START Data for processing
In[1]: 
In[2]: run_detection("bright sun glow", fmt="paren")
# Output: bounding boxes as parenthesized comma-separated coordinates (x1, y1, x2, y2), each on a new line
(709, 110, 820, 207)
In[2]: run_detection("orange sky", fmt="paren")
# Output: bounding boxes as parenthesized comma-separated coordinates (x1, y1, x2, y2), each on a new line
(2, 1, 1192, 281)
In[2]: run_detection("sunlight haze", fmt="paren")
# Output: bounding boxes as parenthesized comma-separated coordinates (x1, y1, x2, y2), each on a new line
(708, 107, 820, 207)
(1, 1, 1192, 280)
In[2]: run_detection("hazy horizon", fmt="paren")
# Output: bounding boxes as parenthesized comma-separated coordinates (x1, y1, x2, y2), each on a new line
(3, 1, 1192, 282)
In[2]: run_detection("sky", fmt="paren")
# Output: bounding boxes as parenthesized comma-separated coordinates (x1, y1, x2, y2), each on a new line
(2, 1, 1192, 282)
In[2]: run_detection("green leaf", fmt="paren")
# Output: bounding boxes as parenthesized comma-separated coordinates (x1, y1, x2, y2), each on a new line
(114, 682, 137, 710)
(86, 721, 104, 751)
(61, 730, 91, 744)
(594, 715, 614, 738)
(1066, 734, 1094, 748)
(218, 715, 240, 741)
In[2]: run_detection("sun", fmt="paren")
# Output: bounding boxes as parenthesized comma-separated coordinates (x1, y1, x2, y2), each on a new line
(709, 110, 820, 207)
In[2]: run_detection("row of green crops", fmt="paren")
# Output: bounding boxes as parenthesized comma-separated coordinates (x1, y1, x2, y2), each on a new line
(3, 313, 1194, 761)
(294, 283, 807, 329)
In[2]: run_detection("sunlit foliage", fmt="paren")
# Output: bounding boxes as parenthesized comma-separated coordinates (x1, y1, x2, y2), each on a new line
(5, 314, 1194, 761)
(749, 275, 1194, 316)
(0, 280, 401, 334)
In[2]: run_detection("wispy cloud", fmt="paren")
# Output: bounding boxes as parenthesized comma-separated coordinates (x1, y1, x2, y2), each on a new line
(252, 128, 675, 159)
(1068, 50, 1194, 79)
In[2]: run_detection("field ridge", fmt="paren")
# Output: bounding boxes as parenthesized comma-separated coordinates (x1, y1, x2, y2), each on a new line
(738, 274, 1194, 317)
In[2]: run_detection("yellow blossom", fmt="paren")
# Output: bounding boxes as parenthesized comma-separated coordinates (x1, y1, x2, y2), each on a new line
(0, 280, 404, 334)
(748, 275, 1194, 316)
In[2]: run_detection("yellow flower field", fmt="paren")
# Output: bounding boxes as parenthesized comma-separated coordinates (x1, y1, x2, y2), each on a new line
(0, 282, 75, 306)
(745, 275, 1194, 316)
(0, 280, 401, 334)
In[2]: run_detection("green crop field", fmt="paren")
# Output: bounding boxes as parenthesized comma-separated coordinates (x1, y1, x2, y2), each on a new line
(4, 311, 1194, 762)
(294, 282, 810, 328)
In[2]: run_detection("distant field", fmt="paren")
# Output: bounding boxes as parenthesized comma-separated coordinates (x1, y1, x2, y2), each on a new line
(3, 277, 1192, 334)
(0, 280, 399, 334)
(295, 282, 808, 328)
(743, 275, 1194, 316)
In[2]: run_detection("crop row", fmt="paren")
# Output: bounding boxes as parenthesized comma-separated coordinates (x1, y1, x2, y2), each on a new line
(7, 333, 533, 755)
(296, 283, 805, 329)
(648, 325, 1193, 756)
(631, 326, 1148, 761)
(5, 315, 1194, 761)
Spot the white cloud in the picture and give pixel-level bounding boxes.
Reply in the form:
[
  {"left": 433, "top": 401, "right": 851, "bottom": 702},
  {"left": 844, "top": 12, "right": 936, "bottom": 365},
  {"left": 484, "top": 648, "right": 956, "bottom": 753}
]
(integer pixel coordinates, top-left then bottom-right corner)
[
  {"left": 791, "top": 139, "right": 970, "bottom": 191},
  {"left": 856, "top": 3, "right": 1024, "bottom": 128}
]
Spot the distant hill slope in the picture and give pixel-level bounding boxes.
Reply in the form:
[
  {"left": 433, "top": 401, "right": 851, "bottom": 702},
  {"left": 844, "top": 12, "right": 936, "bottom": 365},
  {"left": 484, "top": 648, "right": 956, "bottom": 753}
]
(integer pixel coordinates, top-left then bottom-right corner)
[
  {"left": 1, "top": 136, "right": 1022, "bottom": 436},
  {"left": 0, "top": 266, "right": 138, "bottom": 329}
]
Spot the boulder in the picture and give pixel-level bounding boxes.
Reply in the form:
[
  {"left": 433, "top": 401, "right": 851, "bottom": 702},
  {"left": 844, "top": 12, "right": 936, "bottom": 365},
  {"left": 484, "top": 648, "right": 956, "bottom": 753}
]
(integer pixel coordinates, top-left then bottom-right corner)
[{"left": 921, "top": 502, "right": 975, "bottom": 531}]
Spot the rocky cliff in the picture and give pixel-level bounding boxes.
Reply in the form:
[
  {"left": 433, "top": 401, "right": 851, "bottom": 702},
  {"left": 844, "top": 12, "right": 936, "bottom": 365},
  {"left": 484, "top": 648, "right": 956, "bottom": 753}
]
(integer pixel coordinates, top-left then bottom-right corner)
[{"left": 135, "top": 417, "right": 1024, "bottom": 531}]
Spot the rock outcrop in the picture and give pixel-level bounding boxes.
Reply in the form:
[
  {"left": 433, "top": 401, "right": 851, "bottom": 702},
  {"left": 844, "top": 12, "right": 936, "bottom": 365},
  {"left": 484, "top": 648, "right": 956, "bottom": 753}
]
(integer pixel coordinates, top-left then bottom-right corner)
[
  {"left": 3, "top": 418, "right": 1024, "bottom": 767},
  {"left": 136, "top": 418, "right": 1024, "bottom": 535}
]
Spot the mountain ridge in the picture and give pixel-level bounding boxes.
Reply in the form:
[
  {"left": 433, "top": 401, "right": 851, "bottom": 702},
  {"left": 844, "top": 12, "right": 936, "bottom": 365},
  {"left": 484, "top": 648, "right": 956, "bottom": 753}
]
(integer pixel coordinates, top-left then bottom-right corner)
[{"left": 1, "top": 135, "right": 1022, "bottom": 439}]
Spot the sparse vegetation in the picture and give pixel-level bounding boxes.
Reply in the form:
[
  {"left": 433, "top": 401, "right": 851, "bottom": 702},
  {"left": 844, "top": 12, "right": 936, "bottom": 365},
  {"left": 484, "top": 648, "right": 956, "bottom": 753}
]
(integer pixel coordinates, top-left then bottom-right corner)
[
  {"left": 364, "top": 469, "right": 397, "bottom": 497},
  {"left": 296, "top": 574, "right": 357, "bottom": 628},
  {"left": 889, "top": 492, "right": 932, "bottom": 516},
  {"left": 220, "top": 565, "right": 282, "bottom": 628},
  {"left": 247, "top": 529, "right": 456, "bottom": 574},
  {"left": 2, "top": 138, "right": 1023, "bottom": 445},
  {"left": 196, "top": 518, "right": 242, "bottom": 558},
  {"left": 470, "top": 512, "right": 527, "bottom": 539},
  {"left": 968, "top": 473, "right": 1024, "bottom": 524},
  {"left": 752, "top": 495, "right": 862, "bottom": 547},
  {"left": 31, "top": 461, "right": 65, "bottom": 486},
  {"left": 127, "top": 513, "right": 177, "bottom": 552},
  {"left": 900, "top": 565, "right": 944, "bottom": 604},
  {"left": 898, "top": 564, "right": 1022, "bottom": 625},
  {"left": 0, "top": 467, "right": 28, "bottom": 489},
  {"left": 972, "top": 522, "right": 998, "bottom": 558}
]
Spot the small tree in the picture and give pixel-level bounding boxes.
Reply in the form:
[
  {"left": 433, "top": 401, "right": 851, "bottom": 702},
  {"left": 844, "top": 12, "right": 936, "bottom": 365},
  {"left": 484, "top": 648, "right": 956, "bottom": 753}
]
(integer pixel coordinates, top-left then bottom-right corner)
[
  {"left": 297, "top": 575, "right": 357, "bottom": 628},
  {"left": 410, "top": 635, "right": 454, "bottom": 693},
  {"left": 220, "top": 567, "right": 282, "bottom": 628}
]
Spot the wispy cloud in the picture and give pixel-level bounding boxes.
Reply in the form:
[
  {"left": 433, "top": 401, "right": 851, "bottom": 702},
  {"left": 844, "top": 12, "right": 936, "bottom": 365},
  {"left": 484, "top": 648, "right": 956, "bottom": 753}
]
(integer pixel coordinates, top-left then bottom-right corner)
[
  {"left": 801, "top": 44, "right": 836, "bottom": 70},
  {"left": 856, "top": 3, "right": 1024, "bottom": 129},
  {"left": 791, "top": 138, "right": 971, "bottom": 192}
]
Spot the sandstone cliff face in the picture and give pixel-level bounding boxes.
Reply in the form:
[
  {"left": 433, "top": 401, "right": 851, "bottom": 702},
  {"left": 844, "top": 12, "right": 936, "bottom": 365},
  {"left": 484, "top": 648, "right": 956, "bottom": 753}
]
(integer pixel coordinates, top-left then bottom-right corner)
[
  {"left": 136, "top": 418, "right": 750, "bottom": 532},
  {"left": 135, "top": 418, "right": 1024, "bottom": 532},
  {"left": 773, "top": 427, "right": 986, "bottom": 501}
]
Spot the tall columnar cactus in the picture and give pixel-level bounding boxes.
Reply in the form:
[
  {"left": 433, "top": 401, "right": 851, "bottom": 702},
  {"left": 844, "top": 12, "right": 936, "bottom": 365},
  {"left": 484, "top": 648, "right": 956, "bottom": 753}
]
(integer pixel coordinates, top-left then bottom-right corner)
END Data for processing
> _Task details_: From the entries above, copy every line that holds the word "level".

> _Task response_:
Spot the white cloud in the picture and give pixel-level bounding boxes.
Spot the distant hill slope in the picture and give pixel-level bounding boxes.
Spot the boulder in the picture and give pixel-level bounding boxes.
Spot the rocky cliff in the picture and give pixel-level bounding boxes.
Spot the rock outcrop in the picture and give pixel-level bounding boxes.
Spot the mountain ridge in the picture and give pixel-level bounding boxes.
Spot the sparse vegetation in the picture and give pixel-level bounding boxes.
Spot the small tree in the picture and give pixel-level bounding boxes.
Spot the wispy cloud in the picture and give pixel-level bounding boxes.
Spot the sandstone cliff face in the picture and give pixel-level bounding boxes.
Spot the tall columnar cactus in the picture and give pixel-level bounding boxes.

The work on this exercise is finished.